Print the entire listing. Each line must match the original exactly.

☆ ☆ ☆ ☆ ☆ ☆ ☆

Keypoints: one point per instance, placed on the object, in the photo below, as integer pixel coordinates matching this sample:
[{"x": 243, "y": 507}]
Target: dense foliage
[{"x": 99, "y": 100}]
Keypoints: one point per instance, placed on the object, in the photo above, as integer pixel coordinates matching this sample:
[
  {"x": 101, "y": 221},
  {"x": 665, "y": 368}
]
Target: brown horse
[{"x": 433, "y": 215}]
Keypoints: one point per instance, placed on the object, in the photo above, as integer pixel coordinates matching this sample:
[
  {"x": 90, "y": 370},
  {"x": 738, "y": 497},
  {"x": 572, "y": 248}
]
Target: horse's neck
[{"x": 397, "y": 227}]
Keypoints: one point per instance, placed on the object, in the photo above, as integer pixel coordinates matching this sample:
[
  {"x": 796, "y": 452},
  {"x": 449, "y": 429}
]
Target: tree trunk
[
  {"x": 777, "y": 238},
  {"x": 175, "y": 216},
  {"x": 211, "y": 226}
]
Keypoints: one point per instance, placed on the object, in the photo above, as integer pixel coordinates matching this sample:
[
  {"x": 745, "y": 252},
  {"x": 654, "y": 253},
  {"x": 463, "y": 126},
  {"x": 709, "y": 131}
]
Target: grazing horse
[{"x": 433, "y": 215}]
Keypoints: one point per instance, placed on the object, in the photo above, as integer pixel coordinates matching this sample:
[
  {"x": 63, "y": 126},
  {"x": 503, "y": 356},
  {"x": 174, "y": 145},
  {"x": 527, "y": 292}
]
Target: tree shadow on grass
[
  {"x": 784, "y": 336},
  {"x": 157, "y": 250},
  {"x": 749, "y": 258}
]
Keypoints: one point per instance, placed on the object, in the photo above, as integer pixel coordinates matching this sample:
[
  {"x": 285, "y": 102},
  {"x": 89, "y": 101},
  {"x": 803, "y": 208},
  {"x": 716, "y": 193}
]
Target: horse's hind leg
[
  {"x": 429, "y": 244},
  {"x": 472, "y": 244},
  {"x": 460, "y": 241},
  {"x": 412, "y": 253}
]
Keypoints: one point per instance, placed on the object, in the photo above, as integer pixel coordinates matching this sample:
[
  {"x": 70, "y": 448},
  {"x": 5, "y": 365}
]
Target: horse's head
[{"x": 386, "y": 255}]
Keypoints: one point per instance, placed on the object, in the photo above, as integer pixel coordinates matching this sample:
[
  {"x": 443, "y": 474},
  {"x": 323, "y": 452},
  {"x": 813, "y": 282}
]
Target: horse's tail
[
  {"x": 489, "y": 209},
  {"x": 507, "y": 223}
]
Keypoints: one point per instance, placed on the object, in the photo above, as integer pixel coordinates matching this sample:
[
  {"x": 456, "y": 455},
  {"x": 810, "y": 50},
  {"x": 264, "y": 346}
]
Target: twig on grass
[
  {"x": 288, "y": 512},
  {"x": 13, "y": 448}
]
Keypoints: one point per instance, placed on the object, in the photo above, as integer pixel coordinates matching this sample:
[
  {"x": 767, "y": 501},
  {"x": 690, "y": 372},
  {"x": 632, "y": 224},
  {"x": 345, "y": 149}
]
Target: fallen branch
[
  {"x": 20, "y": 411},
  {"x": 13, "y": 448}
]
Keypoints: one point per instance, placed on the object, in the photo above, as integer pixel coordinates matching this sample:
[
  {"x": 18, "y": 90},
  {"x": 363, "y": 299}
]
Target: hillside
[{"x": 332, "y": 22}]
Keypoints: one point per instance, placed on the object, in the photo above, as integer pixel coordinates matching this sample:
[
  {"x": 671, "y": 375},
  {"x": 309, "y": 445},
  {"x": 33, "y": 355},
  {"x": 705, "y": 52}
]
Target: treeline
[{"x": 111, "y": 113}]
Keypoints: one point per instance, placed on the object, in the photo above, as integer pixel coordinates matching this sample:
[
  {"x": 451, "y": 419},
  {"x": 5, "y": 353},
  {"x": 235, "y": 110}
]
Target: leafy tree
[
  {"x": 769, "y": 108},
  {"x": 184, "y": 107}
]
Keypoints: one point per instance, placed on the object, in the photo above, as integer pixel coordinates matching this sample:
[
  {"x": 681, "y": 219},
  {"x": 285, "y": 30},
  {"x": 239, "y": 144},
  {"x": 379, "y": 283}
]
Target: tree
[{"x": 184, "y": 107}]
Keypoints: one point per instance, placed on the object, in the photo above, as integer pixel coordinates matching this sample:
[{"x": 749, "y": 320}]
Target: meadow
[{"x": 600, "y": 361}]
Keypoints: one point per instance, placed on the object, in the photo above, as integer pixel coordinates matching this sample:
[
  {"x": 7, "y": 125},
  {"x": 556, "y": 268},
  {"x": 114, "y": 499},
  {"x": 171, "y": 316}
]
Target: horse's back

☆ ☆ ☆ ☆ ☆ ☆ ☆

> **Answer to the problem**:
Keypoints: one point per instance, placed on the object, in the photo below, as integer pixel coordinates matching this sample:
[{"x": 243, "y": 507}]
Target: dense foliage
[{"x": 99, "y": 100}]
Keypoints: one point per instance, placed on the object, in the photo above, as integer pixel coordinates matching this sample:
[
  {"x": 101, "y": 221},
  {"x": 665, "y": 368}
]
Target: brown horse
[{"x": 433, "y": 215}]
Keypoints: one point per instance, placed on the object, in the photo above, as integer pixel coordinates matching this sample:
[
  {"x": 90, "y": 370},
  {"x": 738, "y": 497},
  {"x": 572, "y": 248}
]
Target: horse's neck
[{"x": 397, "y": 227}]
Keypoints: one point per instance, placed on the object, in the photo above, as integer pixel coordinates matching this sample:
[
  {"x": 796, "y": 452},
  {"x": 449, "y": 429}
]
Target: tree trunk
[
  {"x": 777, "y": 238},
  {"x": 175, "y": 216},
  {"x": 211, "y": 226}
]
Keypoints: one point per instance, placed on the object, in the photo above, as integer pixel coordinates matching this sample:
[
  {"x": 745, "y": 252},
  {"x": 654, "y": 253},
  {"x": 463, "y": 126},
  {"x": 709, "y": 131}
]
Target: grazing horse
[{"x": 433, "y": 215}]
Keypoints: one point per instance, placed on the object, in the photo above, as integer pixel coordinates matching this sample:
[
  {"x": 63, "y": 126},
  {"x": 503, "y": 356},
  {"x": 174, "y": 145},
  {"x": 527, "y": 292}
]
Target: tree shadow on grass
[
  {"x": 784, "y": 336},
  {"x": 157, "y": 250},
  {"x": 749, "y": 258}
]
Keypoints: one point per instance, placed on the object, in the photo above, as integer pixel coordinates matching this sample:
[
  {"x": 285, "y": 102},
  {"x": 89, "y": 101},
  {"x": 803, "y": 208},
  {"x": 716, "y": 193}
]
Target: horse's hind leg
[
  {"x": 429, "y": 244},
  {"x": 472, "y": 244},
  {"x": 460, "y": 241},
  {"x": 412, "y": 253}
]
Keypoints: one point per instance, placed on the object, in the photo above, as integer pixel coordinates matching this sample:
[
  {"x": 70, "y": 448},
  {"x": 5, "y": 365}
]
Target: horse's head
[{"x": 386, "y": 255}]
Keypoints: one point per instance, placed on the object, in the photo above, as integer pixel coordinates matching this sample:
[
  {"x": 443, "y": 474},
  {"x": 323, "y": 452},
  {"x": 813, "y": 282}
]
Target: horse's tail
[
  {"x": 489, "y": 209},
  {"x": 507, "y": 223}
]
Keypoints: one point per instance, placed on the object, in the photo above, as integer pixel coordinates matching this sample:
[
  {"x": 456, "y": 455},
  {"x": 810, "y": 50},
  {"x": 264, "y": 346}
]
Target: twig on grass
[
  {"x": 288, "y": 512},
  {"x": 13, "y": 448}
]
Keypoints: one point per instance, placed on the object, in the photo above, as integer pixel coordinates matching this sample:
[
  {"x": 767, "y": 501},
  {"x": 690, "y": 372},
  {"x": 632, "y": 224},
  {"x": 345, "y": 149}
]
Target: fallen branch
[
  {"x": 20, "y": 411},
  {"x": 13, "y": 448}
]
Keypoints: one point per instance, placed on the object, in the photo above, as integer pixel coordinates matching this sample:
[
  {"x": 18, "y": 90},
  {"x": 363, "y": 299}
]
Target: hillside
[{"x": 332, "y": 22}]
Keypoints: one point per instance, placed on the object, in the photo above, as integer pixel coordinates matching this sample:
[
  {"x": 671, "y": 375},
  {"x": 309, "y": 445},
  {"x": 33, "y": 355},
  {"x": 705, "y": 52}
]
Target: treeline
[{"x": 111, "y": 113}]
Keypoints: one point per instance, placed on the object, in the photo above, as integer pixel coordinates matching this sample:
[
  {"x": 451, "y": 419},
  {"x": 5, "y": 353},
  {"x": 235, "y": 110}
]
Target: leafy tree
[
  {"x": 769, "y": 108},
  {"x": 184, "y": 107}
]
Keypoints: one point per instance, placed on the object, in the photo above, as integer pixel coordinates matching this sample:
[
  {"x": 681, "y": 219},
  {"x": 285, "y": 30},
  {"x": 239, "y": 144},
  {"x": 379, "y": 283}
]
Target: tree
[{"x": 184, "y": 107}]
Keypoints: one point per instance, placed on the object, in the photo above, as integer pixel coordinates matching this sample:
[{"x": 749, "y": 320}]
Target: meadow
[{"x": 600, "y": 361}]
Keypoints: one point per instance, placed on the object, in the photo above, as integer pixel coordinates matching this sample:
[
  {"x": 7, "y": 125},
  {"x": 556, "y": 268},
  {"x": 114, "y": 499},
  {"x": 171, "y": 316}
]
Target: horse's back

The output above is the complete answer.